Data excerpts
══════════

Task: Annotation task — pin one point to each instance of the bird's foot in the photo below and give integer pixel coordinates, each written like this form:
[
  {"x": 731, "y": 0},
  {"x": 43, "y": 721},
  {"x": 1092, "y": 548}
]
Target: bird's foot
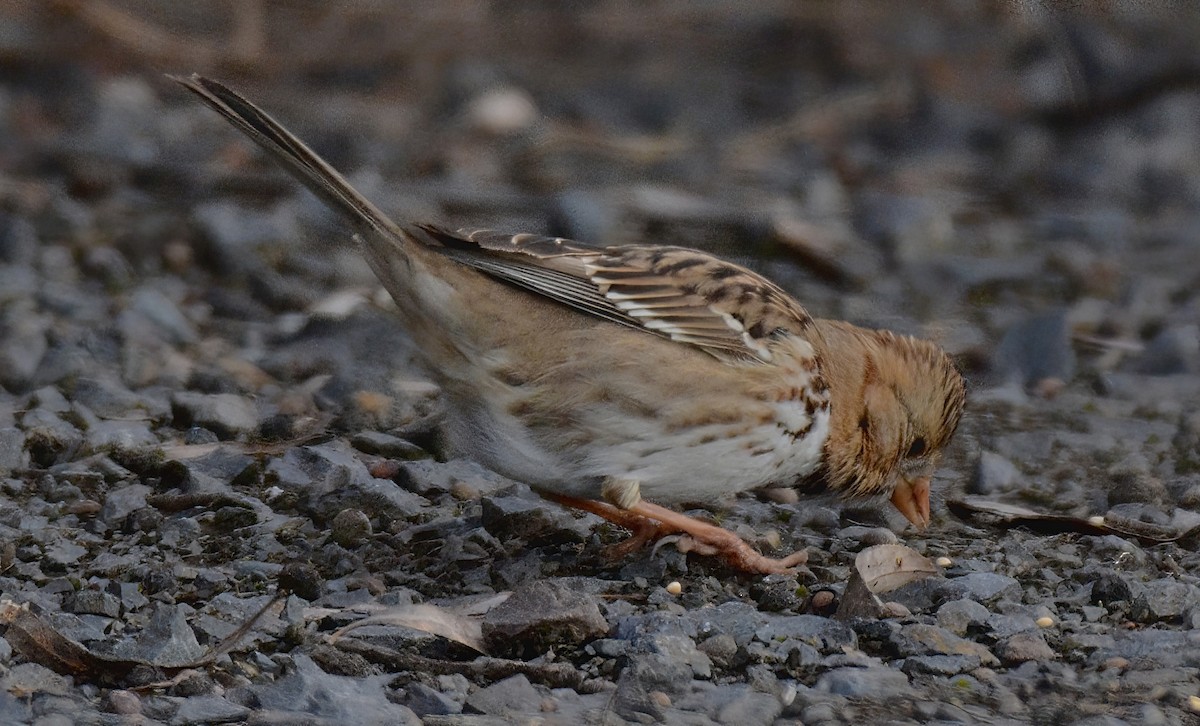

══════════

#### Problem description
All entries must be written out again exactly as given, with no pictures in the copy.

#### Exercise result
Task: Annotation task — pin one point to each instance of the bird's foot in the photo below and give integer pixel coordinates, each written like this form:
[
  {"x": 731, "y": 0},
  {"x": 43, "y": 721},
  {"x": 1092, "y": 548}
]
Target: bird's foot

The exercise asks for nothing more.